I did not expect to see so many cis/white/het folks actively silencing and pooh-poohing away the concerns raised by the very few folks of color and LGBTQ folks that were brave enough to dip their toes into the bonkers conversations going down on the Bike the Vote facebook page.

I did not expect to have so many people reach out to me personally to tell me that I was giving in to headlines – that they had known Josef for years; that he had always been nice to them; that they had never seen him be racist.

I did not expect to watch people parse out the “concern troll” Facebook conversation and tell me either that it was no big deal because Bray-Ali would have said the same thing to a white person or that Bray-Ali was right to argue the position he did and that I just didn’t get it. Sometimes they said both. Repeatedly.

I did not expect to see my own colleague wipe myself and Butler from this community’s map when he argued, without a hint of irony, that Bray-Ali had really only attacked anti-bike people and that he would still be voting for him because Bray-Ali was the candidate who would best support his “personal physical safety.” Or have said colleague interject on Twitter to minimize Bray-Ali’s problematic behavior while I was trying to have a nuanced discussion with someone about implicit biases.

I did not expect to see my own boss – whom I consider to be one of the best humans on the planet, but who also (along with my colleague) received several emails from me over the years about how Bray-Ali bullied and silenced myself and other voices of color – say that the first time he reflected on Bray-Ali’s behavior was when a reporter called him about Josef’s anthropological adventures.

And I did not expect to see the story in the L.A. Weekly, with an assist from my own colleague, whiff the race issue – allowing those of us who seek greater inclusion and a more just and accessible city to be called a “faction” and the divide between those who actively lobby for that more inclusive future and those that continue to see it as a “distraction” to be described as “healthy.”

- Required work -
a: In the passage about the Bray-Ali controversy, shorten the paragraph that opens "I did not expect to see my own boss" and keep its main facts.
b: Carry on the passage about the Bray-Ali controversy from its final sentence.

- Data provided -

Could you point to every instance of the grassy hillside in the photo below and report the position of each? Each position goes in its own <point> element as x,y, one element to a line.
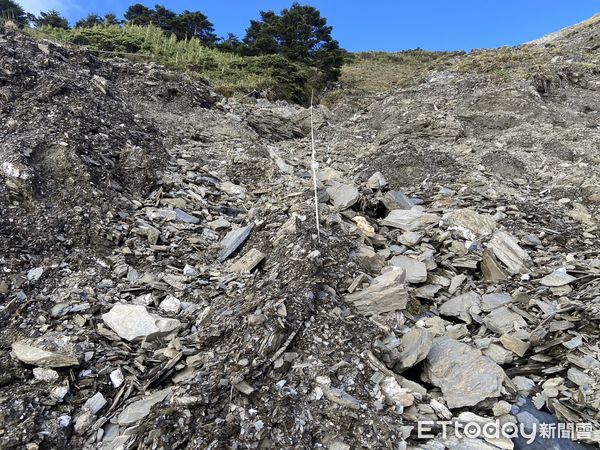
<point>269,76</point>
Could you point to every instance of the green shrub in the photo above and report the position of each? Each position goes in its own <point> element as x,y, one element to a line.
<point>271,76</point>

- Answers -
a: I did not expect my boss, whom I greatly admire and who, like my colleague, had received several emails from me over the years about Bray-Ali bullying and silencing me and other voices of color, to say he first reflected on Bray-Ali's behavior when a reporter called him about Josef's anthropological adventures.

b:
People of color and other marginalized groups are not f*cking “factions;” they are not playing “identity politics.” Their lives are inherently more precarious because of how their race, class, status, gender identity, historical disenfranchisement, generational trauma, and denial of opportunity intersect with their ability to navigate a cis-gendered hetero-normative white-centered able-ist landscape that continues to exclude them by design.

And the fact that those groups are silenced or tokenized or bullied every time they try to challenge the existing narratives and biases that uphold that landscape is not “healthy” – it is seriously fucked up.

And it’s given me a lot of pause. So much so that I’ve actually said to a few people that I’m really not sure when I’ll be ready to look this community in the eye again.

But what do I know?

I am just a “concern troll.”

Because bike lanes.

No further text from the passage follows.